WHAT YOU ARE ASKED TO DO: In the data below, change every instance of "planogram checker" to "shelf audit tool" and leave everything else as it is.
------ DATASET EXCERPTS
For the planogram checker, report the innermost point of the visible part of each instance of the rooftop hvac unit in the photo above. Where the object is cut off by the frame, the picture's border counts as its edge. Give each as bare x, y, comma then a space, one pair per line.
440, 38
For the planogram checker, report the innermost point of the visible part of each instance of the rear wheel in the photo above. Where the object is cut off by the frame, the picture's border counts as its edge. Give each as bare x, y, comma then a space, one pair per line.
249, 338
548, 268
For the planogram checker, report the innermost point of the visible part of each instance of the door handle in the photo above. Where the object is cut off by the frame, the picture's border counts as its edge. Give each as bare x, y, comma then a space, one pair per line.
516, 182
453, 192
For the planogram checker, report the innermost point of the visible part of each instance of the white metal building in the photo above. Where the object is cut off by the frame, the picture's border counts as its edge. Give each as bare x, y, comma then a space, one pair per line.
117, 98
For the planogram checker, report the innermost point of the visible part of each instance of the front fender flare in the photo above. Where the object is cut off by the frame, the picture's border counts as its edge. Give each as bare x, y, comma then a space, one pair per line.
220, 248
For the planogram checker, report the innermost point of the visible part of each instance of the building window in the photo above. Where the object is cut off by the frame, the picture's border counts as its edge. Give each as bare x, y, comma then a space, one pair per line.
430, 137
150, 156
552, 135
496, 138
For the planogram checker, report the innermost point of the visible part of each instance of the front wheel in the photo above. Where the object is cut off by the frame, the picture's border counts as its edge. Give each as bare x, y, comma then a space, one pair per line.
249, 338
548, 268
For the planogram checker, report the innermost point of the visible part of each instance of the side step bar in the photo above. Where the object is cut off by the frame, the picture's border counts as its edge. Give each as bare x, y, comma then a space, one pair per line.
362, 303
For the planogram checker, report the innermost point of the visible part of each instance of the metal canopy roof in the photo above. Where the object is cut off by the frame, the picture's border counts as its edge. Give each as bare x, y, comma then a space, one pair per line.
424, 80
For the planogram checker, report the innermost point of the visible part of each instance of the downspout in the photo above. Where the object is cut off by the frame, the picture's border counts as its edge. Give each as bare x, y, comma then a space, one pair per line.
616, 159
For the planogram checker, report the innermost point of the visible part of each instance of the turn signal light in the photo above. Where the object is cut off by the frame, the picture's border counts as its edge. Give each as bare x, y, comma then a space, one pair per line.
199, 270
------------
TASK SOLUTION:
For the shelf audit tool, report the innermost point of the visible part of each instance of the rooftop hvac unit in the photo above. Where the object is cut off by the frame, the picture's border counts as its edge. Give each as bare x, y, comma then a space, one pair per line.
440, 38
For the shelf audit tool, report the innermost point of the visible part of each instance of the rear wheel in the photo above. Where the object is cut off by the frame, the picture's border counts as its edge. Give each as bare x, y, comma then a space, one pair per line.
249, 338
548, 268
For the shelf audit tool, report the innermost point of the visible part of each instance of the door handle in the photo above. Where the object is cut off by the frame, the picture's border counts as its edge. Give each as bare x, y, comma then a space, one pair per line.
516, 182
453, 192
For the shelf audit tool, report the innermost point of the visible part of each instance of the white metal building in the photo above. Where the object is cut off by the frame, the picture's border counts as its edge. Give each as bare x, y, comma then a space, one pair per line.
117, 98
For the shelf audit tool, report the innermost point of the visible part of each instance of the front fender flare in the photo above. Where the object is cut off by the frame, the picture's border counts as its edge. Give each as bare x, y, comma then a space, one pair per line.
220, 248
For the shelf audit tool, report the innermost point of the visible part of each instance of the building window in the photo above. Where the object is cut off by the frame, the picture's border counts as its edge. Give each as bare x, y, comma then a space, one pair per line.
430, 137
150, 156
552, 135
496, 138
For the shelf audit tool, report the innermost point of the visible part of each instance of the front wheel in the photo above. Where the object is cut off by the frame, the picture's border counts as its edge. Give each as bare x, y, comma then a space, one pair per line.
249, 338
548, 268
For the shelf audit tool, report the innermost point of the visible part of each instance of the side step bar in the photo above. Where the object is cut off by the frame, the picture's border counts as its edge. Give each as bare x, y, comma then a space, one pair per line.
362, 303
For the shelf audit tool, report the innermost point of the visible part of each instance of the metal canopy roof in the photo above. Where the object is cut off by the frame, the picture's border counts as its edge. Give each as bare x, y, comma then a space, one pair per line.
424, 80
For the shelf audit tool, report the innermost point of the visible part of each instance of the downspout in the photo above. Where the object is cut off by the frame, the picture's border counts as its edge. Give each as bare x, y, comma then a space, one pair per line.
616, 159
For the shelf audit tool, report the innermost point of the visible part of each instance of the turn signal light in the photo above. Where the object is cut off by the frame, the picture's border counts as its edge. Give each as bare x, y, comma then a space, one pair per line.
199, 270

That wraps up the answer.